Pick out and copy every line in the entries below that contains the word "letter".

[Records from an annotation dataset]
[START]

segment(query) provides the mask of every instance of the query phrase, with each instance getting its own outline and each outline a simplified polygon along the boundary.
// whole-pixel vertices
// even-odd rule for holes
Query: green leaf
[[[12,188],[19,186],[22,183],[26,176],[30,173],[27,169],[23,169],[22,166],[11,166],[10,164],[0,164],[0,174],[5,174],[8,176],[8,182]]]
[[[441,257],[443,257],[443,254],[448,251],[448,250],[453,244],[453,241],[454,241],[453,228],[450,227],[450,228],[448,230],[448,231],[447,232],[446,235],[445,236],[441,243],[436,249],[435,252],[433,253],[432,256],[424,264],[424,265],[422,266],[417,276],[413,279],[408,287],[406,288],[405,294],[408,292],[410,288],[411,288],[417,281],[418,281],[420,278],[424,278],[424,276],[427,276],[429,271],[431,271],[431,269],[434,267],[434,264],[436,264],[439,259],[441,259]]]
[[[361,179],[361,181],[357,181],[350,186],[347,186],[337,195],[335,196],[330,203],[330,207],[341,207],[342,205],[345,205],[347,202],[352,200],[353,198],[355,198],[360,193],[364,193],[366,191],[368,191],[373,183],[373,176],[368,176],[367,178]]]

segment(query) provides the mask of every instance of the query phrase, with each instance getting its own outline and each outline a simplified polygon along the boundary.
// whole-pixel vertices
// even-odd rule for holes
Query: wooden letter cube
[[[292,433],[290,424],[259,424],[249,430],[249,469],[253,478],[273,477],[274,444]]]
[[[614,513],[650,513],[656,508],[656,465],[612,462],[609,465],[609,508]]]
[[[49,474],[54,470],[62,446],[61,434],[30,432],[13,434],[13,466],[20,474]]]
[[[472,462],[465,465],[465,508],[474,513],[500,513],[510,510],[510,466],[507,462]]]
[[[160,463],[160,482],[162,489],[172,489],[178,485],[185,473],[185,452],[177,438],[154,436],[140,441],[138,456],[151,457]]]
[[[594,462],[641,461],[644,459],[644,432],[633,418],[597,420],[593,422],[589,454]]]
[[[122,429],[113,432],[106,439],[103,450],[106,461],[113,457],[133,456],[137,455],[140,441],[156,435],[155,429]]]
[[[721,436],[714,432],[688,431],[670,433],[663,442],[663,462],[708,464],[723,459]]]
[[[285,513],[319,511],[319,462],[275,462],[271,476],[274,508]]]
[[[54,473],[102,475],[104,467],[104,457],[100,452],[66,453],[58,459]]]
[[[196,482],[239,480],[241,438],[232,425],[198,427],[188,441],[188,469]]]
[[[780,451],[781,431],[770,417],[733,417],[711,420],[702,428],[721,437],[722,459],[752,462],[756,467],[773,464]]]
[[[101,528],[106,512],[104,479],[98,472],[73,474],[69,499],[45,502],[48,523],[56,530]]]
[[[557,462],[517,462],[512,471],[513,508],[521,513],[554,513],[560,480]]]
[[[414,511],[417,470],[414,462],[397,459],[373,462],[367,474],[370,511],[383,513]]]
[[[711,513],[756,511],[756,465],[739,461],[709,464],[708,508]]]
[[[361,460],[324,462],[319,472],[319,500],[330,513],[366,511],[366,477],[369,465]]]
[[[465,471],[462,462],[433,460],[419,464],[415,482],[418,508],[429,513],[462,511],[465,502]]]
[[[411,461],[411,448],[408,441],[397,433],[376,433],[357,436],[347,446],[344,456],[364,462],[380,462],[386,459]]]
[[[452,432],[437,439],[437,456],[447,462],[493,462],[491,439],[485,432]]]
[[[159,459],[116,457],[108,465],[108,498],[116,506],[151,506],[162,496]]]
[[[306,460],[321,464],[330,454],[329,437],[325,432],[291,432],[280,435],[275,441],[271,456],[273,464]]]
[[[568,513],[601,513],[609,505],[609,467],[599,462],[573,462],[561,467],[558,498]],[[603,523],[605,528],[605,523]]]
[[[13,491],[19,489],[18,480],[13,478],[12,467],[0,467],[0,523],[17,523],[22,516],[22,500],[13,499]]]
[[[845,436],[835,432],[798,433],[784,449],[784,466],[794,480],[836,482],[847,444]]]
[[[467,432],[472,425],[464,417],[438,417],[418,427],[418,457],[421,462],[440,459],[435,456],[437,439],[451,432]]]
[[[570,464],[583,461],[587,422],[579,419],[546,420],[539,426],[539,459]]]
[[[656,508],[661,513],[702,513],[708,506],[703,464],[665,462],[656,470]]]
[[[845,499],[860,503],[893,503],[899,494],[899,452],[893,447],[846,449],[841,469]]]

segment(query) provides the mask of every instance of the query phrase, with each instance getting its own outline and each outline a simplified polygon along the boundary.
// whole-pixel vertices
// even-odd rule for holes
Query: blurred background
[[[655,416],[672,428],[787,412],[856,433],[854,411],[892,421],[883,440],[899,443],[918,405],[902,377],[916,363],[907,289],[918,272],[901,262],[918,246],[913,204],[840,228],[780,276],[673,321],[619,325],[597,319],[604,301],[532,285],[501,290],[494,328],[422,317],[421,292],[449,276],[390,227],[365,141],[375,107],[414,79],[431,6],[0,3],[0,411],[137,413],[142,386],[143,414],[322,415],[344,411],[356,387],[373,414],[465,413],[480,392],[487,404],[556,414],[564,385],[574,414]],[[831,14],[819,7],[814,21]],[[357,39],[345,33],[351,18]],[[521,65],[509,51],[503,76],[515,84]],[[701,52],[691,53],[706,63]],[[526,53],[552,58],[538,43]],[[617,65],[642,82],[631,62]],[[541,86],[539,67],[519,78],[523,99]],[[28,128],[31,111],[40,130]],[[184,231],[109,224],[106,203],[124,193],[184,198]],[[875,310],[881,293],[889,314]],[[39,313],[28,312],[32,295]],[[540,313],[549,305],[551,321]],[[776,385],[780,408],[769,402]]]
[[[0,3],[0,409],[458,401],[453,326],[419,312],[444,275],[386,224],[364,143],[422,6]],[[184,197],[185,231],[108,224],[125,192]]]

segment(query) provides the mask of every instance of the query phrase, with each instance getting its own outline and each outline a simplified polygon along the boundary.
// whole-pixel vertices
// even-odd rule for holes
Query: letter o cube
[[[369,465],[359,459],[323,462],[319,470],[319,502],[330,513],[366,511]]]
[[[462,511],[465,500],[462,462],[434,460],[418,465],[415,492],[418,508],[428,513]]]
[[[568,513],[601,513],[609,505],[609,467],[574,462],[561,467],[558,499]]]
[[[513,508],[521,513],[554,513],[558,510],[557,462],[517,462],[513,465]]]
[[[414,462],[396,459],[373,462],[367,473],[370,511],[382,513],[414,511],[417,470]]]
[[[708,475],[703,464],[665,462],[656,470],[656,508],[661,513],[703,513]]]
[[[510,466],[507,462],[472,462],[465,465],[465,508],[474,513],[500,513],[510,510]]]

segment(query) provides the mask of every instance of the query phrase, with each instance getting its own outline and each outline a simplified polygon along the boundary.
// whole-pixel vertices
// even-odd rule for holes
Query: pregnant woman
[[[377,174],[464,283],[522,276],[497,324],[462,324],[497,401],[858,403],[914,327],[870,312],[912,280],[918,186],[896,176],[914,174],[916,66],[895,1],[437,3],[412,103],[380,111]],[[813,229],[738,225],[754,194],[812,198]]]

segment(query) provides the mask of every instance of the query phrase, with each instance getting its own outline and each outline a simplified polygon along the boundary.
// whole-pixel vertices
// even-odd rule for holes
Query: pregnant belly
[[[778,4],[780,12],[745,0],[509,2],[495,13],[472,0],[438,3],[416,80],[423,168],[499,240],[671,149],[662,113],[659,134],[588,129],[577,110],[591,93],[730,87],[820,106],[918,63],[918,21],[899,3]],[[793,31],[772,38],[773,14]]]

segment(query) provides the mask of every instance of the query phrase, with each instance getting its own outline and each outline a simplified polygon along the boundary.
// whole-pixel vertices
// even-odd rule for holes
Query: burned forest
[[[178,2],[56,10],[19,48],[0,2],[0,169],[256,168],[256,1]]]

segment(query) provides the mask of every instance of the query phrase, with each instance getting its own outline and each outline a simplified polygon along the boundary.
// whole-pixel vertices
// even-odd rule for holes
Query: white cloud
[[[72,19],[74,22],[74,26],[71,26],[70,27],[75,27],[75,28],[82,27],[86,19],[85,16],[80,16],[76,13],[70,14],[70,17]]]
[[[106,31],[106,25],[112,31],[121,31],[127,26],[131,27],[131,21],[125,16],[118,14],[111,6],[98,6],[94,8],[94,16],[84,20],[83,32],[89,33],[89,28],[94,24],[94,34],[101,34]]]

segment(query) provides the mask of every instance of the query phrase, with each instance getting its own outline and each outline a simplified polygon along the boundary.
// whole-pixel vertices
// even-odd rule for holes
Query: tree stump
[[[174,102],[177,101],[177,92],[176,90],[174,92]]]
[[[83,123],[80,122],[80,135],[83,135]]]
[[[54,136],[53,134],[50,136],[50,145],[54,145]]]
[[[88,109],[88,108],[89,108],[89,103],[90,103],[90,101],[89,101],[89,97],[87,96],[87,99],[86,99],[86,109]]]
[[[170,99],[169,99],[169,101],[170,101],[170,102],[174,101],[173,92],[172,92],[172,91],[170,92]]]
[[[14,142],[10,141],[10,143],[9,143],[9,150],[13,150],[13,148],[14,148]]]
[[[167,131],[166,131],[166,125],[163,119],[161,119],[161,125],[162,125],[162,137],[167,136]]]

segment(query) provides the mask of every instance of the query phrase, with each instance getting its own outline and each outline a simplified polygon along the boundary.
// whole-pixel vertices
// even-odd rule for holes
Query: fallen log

[END]

■ **TASK ANSWER**
Query: wooden letter cube
Query: letter o cube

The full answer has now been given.